*** Opening of Supplied data ***

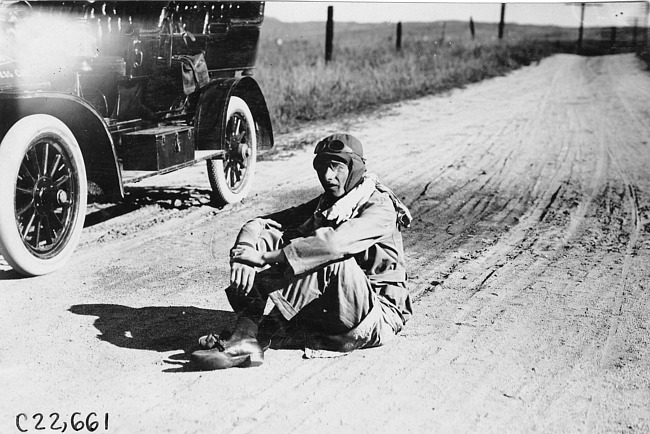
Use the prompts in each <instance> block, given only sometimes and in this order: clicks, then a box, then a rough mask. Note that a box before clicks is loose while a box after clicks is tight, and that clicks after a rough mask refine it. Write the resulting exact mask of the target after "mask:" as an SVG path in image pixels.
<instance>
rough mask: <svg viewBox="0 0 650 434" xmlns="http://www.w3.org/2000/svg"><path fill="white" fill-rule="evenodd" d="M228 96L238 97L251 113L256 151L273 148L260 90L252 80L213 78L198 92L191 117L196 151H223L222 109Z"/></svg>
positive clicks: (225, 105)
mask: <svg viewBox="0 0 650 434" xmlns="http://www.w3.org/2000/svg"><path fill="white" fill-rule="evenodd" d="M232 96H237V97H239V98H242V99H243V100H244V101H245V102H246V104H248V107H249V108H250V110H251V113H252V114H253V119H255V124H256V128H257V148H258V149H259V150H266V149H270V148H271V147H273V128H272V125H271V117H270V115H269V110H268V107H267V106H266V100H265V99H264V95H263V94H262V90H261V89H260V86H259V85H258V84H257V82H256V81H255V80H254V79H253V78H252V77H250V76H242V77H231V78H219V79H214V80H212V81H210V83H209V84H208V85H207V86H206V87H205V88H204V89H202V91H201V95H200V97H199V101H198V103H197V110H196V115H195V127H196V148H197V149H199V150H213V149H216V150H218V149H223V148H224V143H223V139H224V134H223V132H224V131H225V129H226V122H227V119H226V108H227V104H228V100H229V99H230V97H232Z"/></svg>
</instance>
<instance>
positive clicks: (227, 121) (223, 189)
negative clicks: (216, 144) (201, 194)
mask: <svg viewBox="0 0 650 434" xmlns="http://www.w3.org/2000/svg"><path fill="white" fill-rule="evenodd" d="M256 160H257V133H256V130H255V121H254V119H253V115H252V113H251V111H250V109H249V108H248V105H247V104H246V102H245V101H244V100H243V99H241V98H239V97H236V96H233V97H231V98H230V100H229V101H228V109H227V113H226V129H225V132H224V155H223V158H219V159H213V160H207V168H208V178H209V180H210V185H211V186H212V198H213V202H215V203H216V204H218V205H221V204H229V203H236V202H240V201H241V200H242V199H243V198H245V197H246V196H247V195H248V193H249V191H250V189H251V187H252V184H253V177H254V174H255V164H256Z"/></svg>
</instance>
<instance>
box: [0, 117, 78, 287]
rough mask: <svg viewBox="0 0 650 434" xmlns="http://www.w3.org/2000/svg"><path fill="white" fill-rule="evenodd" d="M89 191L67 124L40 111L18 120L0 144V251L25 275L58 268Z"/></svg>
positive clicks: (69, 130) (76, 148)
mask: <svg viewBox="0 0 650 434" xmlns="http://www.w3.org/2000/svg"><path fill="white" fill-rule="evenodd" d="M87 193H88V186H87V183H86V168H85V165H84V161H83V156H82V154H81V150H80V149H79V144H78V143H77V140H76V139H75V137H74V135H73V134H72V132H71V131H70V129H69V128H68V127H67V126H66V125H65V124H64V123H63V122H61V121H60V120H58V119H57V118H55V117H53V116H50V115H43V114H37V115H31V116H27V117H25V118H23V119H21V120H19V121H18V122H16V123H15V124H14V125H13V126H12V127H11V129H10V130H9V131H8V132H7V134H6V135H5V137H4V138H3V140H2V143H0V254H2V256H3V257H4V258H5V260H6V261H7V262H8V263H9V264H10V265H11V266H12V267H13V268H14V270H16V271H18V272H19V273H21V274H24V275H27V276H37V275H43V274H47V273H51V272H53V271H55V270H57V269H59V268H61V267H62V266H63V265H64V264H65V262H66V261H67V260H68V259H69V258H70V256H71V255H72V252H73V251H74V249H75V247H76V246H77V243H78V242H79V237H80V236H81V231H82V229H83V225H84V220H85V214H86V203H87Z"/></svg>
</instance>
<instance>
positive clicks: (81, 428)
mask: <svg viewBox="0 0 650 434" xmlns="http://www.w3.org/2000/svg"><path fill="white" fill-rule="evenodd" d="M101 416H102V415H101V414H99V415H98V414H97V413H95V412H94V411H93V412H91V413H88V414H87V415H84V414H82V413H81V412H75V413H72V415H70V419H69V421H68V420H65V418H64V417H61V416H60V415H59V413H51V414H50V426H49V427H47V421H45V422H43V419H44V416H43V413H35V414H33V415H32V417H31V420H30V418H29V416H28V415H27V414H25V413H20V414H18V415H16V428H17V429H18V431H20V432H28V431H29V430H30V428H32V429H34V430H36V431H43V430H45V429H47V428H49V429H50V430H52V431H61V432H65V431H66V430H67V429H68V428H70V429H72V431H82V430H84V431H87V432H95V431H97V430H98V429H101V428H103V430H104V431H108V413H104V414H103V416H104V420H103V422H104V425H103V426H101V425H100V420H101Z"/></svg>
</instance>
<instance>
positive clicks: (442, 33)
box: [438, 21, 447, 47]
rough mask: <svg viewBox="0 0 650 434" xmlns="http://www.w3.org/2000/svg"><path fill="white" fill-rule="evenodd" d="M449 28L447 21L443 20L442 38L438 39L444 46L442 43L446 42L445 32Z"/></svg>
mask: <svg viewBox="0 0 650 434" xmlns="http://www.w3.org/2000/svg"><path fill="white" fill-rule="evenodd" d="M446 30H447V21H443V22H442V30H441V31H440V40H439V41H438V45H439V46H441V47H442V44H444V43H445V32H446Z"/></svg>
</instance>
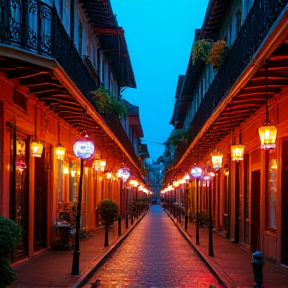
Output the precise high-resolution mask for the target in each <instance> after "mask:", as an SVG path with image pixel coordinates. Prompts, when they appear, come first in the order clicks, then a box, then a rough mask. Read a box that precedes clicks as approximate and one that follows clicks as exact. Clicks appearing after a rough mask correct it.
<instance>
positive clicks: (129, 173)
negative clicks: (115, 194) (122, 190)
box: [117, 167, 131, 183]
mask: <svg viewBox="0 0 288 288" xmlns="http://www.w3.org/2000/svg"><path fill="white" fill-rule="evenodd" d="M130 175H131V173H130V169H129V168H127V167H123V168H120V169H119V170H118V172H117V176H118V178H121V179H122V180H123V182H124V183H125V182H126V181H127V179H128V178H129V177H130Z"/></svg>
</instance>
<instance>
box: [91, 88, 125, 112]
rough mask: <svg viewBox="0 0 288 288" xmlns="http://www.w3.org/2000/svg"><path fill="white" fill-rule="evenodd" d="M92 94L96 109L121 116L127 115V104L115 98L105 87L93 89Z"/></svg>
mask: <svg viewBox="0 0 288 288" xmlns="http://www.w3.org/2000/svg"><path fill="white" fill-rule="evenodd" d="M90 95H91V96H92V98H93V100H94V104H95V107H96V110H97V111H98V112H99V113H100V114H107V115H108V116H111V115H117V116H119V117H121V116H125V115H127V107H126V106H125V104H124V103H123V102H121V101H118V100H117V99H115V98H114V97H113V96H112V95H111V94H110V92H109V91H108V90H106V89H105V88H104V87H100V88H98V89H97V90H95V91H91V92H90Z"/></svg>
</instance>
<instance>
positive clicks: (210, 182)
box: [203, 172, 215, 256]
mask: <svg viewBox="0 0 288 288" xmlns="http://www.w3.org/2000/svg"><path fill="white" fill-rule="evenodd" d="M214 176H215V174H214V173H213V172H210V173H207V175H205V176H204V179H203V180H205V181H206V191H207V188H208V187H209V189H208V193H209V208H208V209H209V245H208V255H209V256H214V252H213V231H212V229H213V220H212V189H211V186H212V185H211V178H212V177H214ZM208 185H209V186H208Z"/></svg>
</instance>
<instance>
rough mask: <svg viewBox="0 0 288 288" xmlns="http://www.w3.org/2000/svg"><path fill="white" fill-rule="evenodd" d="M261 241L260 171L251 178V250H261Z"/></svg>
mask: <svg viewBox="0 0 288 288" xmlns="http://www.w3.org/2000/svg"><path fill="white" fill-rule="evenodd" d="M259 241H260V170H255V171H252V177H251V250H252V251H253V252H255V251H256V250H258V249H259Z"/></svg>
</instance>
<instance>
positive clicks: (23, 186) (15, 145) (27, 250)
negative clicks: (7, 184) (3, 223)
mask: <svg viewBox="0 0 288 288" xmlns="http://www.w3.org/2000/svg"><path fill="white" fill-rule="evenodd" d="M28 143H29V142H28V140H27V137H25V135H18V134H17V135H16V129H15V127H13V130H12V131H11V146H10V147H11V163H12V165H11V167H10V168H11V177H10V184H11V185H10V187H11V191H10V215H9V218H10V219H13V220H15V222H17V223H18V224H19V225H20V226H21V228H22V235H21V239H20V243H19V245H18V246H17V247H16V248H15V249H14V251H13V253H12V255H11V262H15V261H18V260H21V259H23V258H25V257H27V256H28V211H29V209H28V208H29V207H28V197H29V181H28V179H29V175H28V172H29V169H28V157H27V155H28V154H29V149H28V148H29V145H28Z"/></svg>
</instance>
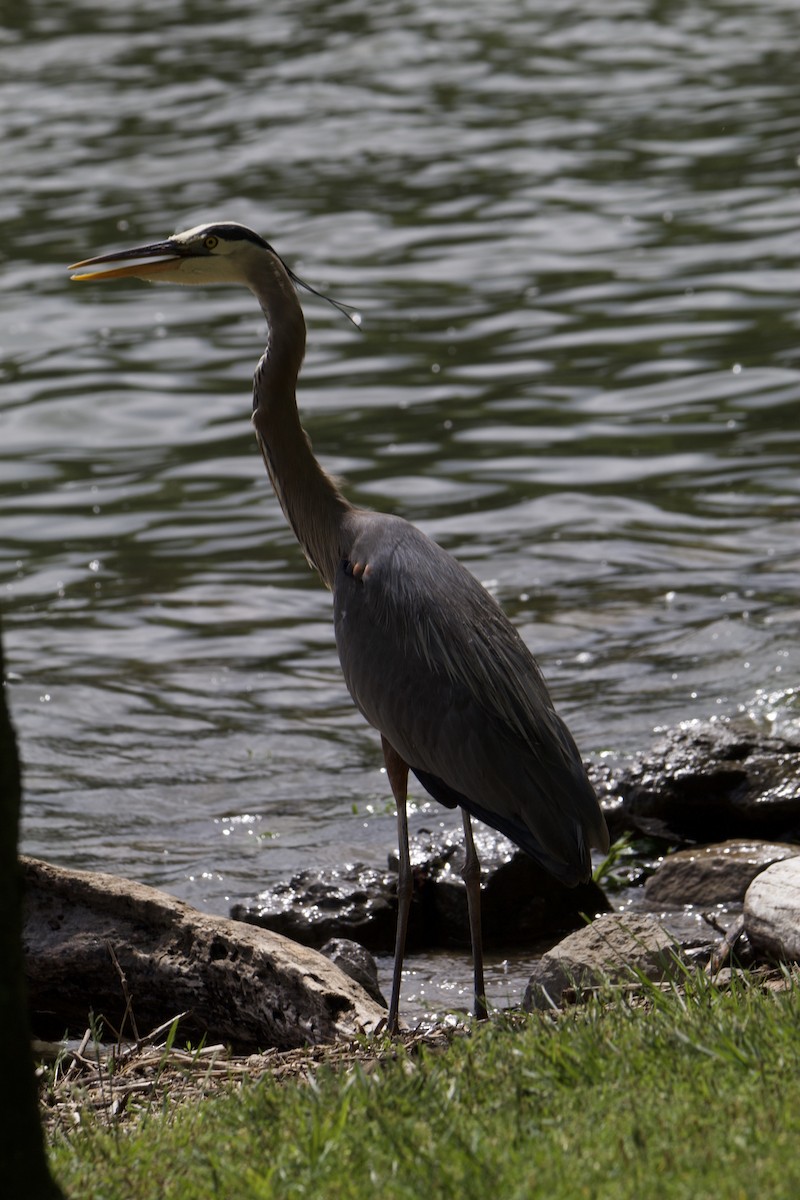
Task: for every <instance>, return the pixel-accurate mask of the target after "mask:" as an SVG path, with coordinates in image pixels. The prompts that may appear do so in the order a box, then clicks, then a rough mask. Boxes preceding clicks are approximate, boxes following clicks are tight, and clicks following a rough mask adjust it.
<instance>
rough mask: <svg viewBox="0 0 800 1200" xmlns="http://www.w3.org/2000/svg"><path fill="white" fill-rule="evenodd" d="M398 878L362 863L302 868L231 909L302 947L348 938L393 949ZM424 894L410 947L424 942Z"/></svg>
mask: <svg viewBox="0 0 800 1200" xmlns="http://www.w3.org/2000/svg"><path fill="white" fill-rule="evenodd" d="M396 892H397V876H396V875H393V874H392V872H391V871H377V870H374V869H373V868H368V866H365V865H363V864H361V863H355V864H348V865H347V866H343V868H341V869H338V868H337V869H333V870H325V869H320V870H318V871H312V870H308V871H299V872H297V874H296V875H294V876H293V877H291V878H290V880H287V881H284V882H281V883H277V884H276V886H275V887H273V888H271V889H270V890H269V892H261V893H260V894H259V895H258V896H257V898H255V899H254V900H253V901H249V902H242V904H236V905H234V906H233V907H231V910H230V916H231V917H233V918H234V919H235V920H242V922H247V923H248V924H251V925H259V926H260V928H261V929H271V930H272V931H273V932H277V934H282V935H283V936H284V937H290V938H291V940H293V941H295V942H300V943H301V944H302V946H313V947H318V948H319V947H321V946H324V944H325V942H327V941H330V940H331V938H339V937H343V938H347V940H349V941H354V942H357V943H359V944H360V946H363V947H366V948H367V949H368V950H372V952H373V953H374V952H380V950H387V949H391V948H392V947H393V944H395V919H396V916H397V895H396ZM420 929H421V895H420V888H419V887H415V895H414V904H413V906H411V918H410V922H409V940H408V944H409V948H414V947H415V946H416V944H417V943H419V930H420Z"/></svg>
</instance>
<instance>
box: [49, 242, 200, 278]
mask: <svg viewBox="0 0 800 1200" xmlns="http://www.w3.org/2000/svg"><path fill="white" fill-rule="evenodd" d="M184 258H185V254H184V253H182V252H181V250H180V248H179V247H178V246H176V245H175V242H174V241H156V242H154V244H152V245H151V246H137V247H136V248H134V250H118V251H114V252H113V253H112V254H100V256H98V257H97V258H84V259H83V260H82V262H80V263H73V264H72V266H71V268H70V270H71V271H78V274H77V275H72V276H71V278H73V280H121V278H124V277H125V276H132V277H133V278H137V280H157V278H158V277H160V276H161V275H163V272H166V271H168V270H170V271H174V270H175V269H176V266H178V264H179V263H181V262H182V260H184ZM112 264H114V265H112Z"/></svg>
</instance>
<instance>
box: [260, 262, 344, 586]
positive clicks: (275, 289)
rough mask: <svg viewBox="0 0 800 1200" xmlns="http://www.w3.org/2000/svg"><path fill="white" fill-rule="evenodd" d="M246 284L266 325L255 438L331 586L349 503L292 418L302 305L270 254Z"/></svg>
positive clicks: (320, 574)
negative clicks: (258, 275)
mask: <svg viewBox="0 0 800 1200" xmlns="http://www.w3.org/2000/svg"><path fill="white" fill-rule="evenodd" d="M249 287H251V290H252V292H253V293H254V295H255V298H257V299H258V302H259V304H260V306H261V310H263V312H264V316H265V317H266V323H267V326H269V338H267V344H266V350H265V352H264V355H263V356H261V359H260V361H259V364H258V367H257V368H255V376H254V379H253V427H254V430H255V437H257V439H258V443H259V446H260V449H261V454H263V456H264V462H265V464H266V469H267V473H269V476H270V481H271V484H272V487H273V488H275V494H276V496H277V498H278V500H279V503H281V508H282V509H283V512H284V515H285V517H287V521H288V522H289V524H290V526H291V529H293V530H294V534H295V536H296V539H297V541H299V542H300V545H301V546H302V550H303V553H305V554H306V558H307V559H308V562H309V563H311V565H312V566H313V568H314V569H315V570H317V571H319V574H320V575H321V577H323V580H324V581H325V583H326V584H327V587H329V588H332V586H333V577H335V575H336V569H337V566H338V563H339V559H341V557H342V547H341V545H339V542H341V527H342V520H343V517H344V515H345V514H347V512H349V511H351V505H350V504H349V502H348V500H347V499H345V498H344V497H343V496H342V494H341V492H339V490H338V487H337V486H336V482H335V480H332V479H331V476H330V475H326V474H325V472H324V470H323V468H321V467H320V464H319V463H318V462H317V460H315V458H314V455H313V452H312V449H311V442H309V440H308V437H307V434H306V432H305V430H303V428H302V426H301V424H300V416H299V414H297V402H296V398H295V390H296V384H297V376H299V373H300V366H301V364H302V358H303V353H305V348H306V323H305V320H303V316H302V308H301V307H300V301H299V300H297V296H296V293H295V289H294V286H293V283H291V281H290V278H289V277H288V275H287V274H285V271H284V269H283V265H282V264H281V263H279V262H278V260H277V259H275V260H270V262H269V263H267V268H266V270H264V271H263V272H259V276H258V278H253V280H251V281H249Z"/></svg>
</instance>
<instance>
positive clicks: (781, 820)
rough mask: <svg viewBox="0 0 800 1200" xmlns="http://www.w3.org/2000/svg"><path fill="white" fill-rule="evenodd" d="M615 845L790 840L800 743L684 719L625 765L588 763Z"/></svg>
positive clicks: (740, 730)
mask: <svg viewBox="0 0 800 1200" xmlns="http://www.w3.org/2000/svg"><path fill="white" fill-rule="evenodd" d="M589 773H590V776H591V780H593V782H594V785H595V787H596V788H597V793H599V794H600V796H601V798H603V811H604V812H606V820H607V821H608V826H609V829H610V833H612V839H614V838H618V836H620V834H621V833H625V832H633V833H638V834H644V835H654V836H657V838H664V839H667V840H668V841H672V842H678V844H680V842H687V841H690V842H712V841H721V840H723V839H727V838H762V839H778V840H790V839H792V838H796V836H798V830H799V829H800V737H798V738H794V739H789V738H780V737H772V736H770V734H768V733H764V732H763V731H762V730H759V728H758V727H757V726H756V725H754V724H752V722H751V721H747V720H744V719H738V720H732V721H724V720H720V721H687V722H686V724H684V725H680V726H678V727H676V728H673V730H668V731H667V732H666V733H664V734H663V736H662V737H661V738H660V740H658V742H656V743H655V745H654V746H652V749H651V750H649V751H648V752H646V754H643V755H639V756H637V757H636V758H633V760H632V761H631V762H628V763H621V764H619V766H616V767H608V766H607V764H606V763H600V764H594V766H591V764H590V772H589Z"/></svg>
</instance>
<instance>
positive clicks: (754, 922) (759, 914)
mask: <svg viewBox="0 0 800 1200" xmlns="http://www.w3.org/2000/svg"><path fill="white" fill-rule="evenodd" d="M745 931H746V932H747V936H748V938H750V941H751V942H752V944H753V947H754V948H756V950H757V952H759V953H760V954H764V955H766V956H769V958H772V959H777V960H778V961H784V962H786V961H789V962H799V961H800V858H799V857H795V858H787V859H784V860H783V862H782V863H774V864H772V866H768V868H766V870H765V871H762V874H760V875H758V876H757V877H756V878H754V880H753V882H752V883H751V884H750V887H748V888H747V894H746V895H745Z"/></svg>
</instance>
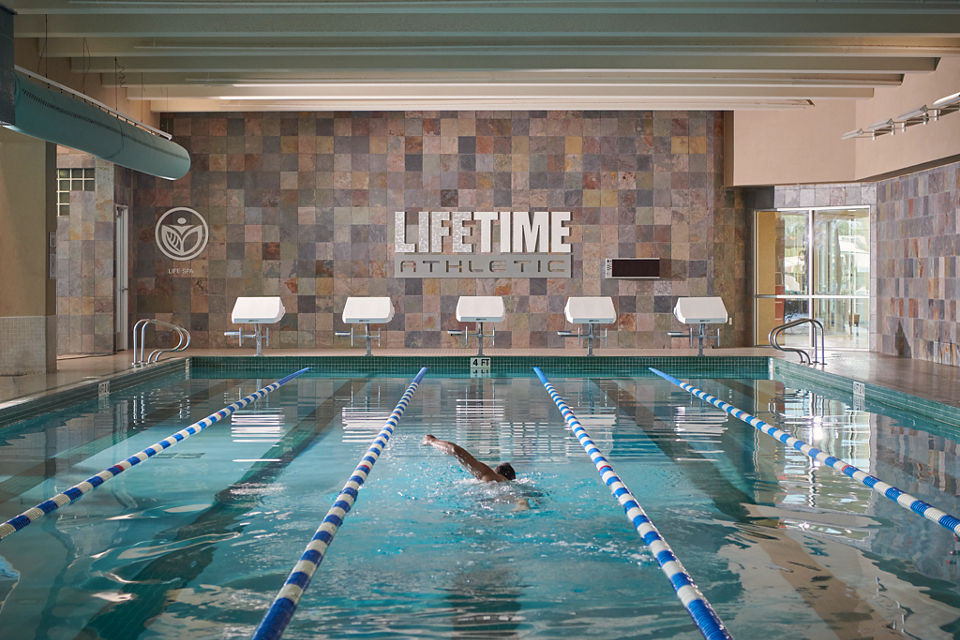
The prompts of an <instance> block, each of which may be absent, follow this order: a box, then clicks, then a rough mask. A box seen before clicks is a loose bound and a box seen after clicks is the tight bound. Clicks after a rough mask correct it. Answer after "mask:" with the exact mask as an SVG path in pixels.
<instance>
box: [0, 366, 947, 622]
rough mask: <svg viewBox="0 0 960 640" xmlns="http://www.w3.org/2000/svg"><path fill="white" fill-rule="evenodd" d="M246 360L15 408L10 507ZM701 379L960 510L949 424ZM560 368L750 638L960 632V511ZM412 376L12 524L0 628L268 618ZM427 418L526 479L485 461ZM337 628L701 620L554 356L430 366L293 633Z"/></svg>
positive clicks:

*** Close of Supplied data ***

Return each line of the records that contains the string "negative". Case counts.

> Answer area
negative clicks: (216, 144) (201, 194)
negative clicks: (115, 194) (122, 190)
negative clicks: (7, 184) (3, 223)
negative clicks: (258, 275)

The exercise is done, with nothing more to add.